• **Task description**
Every line in the records below that holds the word "brick" is to be copied.

• **Recorded information**
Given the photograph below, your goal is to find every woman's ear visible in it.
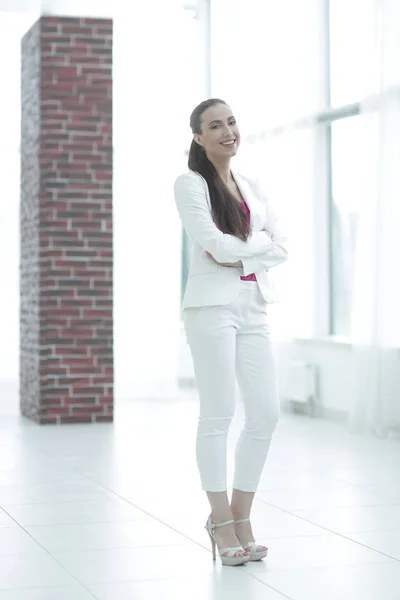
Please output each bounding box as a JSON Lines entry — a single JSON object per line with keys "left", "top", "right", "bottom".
{"left": 194, "top": 134, "right": 203, "bottom": 147}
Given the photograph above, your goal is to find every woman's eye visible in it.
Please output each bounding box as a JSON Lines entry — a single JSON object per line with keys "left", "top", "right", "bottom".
{"left": 229, "top": 120, "right": 236, "bottom": 126}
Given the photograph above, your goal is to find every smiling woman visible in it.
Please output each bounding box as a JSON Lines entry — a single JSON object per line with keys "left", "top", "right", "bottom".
{"left": 188, "top": 99, "right": 249, "bottom": 242}
{"left": 173, "top": 98, "right": 288, "bottom": 567}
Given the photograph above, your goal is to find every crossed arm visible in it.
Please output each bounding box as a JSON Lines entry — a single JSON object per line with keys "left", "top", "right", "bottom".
{"left": 205, "top": 251, "right": 242, "bottom": 268}
{"left": 174, "top": 173, "right": 288, "bottom": 276}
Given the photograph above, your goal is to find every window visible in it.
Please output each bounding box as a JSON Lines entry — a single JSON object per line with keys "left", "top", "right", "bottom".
{"left": 330, "top": 115, "right": 367, "bottom": 336}
{"left": 329, "top": 0, "right": 377, "bottom": 107}
{"left": 181, "top": 0, "right": 384, "bottom": 340}
{"left": 328, "top": 0, "right": 379, "bottom": 335}
{"left": 209, "top": 0, "right": 325, "bottom": 338}
{"left": 210, "top": 0, "right": 323, "bottom": 130}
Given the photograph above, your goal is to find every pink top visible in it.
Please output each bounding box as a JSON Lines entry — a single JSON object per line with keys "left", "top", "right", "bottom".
{"left": 240, "top": 198, "right": 257, "bottom": 282}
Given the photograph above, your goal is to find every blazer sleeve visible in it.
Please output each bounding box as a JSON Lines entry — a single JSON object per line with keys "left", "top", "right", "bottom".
{"left": 241, "top": 181, "right": 288, "bottom": 276}
{"left": 174, "top": 172, "right": 277, "bottom": 265}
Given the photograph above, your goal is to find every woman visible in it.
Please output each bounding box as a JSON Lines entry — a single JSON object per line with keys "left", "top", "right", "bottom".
{"left": 174, "top": 99, "right": 288, "bottom": 566}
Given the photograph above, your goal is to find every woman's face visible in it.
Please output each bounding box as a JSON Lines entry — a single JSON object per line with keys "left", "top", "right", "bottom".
{"left": 195, "top": 103, "right": 240, "bottom": 160}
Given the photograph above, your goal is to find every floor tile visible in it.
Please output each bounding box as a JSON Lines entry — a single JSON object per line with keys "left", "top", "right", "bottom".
{"left": 0, "top": 452, "right": 86, "bottom": 486}
{"left": 361, "top": 481, "right": 400, "bottom": 501}
{"left": 331, "top": 467, "right": 400, "bottom": 487}
{"left": 0, "top": 468, "right": 86, "bottom": 487}
{"left": 0, "top": 480, "right": 116, "bottom": 505}
{"left": 344, "top": 529, "right": 400, "bottom": 560}
{"left": 88, "top": 572, "right": 286, "bottom": 600}
{"left": 0, "top": 527, "right": 45, "bottom": 556}
{"left": 0, "top": 553, "right": 77, "bottom": 589}
{"left": 0, "top": 588, "right": 94, "bottom": 600}
{"left": 245, "top": 534, "right": 393, "bottom": 572}
{"left": 27, "top": 519, "right": 189, "bottom": 552}
{"left": 0, "top": 509, "right": 18, "bottom": 529}
{"left": 249, "top": 499, "right": 329, "bottom": 539}
{"left": 124, "top": 493, "right": 210, "bottom": 522}
{"left": 2, "top": 499, "right": 151, "bottom": 527}
{"left": 53, "top": 544, "right": 213, "bottom": 584}
{"left": 291, "top": 504, "right": 400, "bottom": 533}
{"left": 253, "top": 561, "right": 400, "bottom": 600}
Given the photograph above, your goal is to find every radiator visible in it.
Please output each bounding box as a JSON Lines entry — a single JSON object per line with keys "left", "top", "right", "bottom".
{"left": 284, "top": 361, "right": 318, "bottom": 409}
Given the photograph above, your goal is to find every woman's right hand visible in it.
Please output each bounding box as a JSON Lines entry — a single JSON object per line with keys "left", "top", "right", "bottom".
{"left": 206, "top": 252, "right": 242, "bottom": 268}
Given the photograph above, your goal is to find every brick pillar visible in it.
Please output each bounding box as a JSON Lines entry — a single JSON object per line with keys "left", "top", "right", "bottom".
{"left": 20, "top": 16, "right": 113, "bottom": 424}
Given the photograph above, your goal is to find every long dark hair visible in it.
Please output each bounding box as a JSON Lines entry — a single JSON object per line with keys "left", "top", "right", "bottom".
{"left": 188, "top": 98, "right": 249, "bottom": 241}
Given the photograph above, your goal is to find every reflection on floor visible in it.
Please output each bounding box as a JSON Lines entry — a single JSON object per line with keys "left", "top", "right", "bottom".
{"left": 0, "top": 390, "right": 399, "bottom": 599}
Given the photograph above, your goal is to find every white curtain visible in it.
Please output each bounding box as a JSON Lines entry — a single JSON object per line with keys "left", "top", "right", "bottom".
{"left": 349, "top": 0, "right": 400, "bottom": 435}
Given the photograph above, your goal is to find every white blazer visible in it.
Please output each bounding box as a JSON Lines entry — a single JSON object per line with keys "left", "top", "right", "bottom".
{"left": 174, "top": 170, "right": 288, "bottom": 309}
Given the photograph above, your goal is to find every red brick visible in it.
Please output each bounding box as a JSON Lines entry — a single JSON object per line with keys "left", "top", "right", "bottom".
{"left": 60, "top": 416, "right": 93, "bottom": 424}
{"left": 94, "top": 416, "right": 112, "bottom": 423}
{"left": 59, "top": 377, "right": 91, "bottom": 385}
{"left": 47, "top": 407, "right": 71, "bottom": 415}
{"left": 61, "top": 26, "right": 94, "bottom": 35}
{"left": 69, "top": 367, "right": 96, "bottom": 375}
{"left": 69, "top": 56, "right": 111, "bottom": 65}
{"left": 40, "top": 417, "right": 59, "bottom": 425}
{"left": 41, "top": 398, "right": 64, "bottom": 406}
{"left": 98, "top": 395, "right": 113, "bottom": 404}
{"left": 72, "top": 405, "right": 104, "bottom": 414}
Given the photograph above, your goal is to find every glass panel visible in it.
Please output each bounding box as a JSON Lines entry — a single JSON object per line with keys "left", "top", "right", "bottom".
{"left": 330, "top": 115, "right": 368, "bottom": 335}
{"left": 210, "top": 0, "right": 324, "bottom": 131}
{"left": 329, "top": 0, "right": 378, "bottom": 107}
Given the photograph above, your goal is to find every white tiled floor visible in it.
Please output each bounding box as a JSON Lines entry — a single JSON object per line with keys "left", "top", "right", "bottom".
{"left": 0, "top": 391, "right": 400, "bottom": 599}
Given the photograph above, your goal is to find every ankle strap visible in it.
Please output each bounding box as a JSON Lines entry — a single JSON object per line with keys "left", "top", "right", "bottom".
{"left": 213, "top": 519, "right": 234, "bottom": 528}
{"left": 234, "top": 517, "right": 250, "bottom": 524}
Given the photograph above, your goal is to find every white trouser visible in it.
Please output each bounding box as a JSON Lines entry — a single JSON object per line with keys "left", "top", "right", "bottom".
{"left": 184, "top": 281, "right": 280, "bottom": 493}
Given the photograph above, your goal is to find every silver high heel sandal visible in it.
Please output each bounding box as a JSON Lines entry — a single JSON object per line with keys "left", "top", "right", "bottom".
{"left": 234, "top": 517, "right": 268, "bottom": 561}
{"left": 205, "top": 516, "right": 250, "bottom": 566}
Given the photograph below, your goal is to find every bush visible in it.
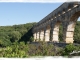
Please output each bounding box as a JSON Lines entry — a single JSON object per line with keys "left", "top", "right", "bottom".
{"left": 28, "top": 42, "right": 54, "bottom": 56}
{"left": 0, "top": 42, "right": 80, "bottom": 57}
{"left": 61, "top": 44, "right": 76, "bottom": 56}
{"left": 0, "top": 42, "right": 29, "bottom": 57}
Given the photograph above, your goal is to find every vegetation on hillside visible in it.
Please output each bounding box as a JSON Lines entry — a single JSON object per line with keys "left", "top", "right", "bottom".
{"left": 0, "top": 22, "right": 36, "bottom": 47}
{"left": 0, "top": 42, "right": 80, "bottom": 57}
{"left": 0, "top": 21, "right": 80, "bottom": 57}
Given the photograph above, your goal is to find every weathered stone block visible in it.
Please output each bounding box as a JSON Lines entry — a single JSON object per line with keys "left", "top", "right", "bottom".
{"left": 54, "top": 27, "right": 59, "bottom": 31}
{"left": 52, "top": 35, "right": 59, "bottom": 42}
{"left": 53, "top": 31, "right": 58, "bottom": 35}
{"left": 65, "top": 38, "right": 74, "bottom": 43}
{"left": 40, "top": 37, "right": 44, "bottom": 41}
{"left": 67, "top": 28, "right": 74, "bottom": 31}
{"left": 66, "top": 32, "right": 73, "bottom": 37}
{"left": 45, "top": 36, "right": 50, "bottom": 41}
{"left": 67, "top": 22, "right": 75, "bottom": 31}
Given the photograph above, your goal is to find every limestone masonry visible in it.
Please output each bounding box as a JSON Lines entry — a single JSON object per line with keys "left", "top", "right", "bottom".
{"left": 32, "top": 2, "right": 80, "bottom": 43}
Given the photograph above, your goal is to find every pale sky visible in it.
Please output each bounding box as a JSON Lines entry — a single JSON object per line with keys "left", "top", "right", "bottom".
{"left": 0, "top": 2, "right": 80, "bottom": 26}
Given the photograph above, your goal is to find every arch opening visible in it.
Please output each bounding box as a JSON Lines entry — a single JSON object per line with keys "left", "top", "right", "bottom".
{"left": 45, "top": 25, "right": 51, "bottom": 42}
{"left": 39, "top": 30, "right": 44, "bottom": 42}
{"left": 59, "top": 23, "right": 63, "bottom": 42}
{"left": 74, "top": 17, "right": 80, "bottom": 43}
{"left": 65, "top": 11, "right": 80, "bottom": 43}
{"left": 36, "top": 31, "right": 39, "bottom": 42}
{"left": 52, "top": 21, "right": 61, "bottom": 43}
{"left": 33, "top": 32, "right": 37, "bottom": 42}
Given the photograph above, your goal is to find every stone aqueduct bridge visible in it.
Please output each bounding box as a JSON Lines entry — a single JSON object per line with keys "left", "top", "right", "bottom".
{"left": 32, "top": 2, "right": 80, "bottom": 43}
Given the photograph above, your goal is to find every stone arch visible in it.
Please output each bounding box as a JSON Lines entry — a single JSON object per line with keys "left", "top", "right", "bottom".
{"left": 45, "top": 25, "right": 51, "bottom": 42}
{"left": 65, "top": 11, "right": 80, "bottom": 43}
{"left": 33, "top": 32, "right": 37, "bottom": 42}
{"left": 52, "top": 20, "right": 61, "bottom": 43}
{"left": 36, "top": 30, "right": 39, "bottom": 41}
{"left": 39, "top": 29, "right": 44, "bottom": 41}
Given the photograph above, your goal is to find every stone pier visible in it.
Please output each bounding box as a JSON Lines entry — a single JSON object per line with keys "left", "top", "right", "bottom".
{"left": 32, "top": 2, "right": 80, "bottom": 43}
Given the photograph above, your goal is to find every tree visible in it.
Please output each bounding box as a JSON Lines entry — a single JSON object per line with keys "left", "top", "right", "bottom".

• **Answer section**
Given the photograph above, your goal is to find every brick pillar visible in it.
Given the photograph above, your goal is to find every red brick visible in it.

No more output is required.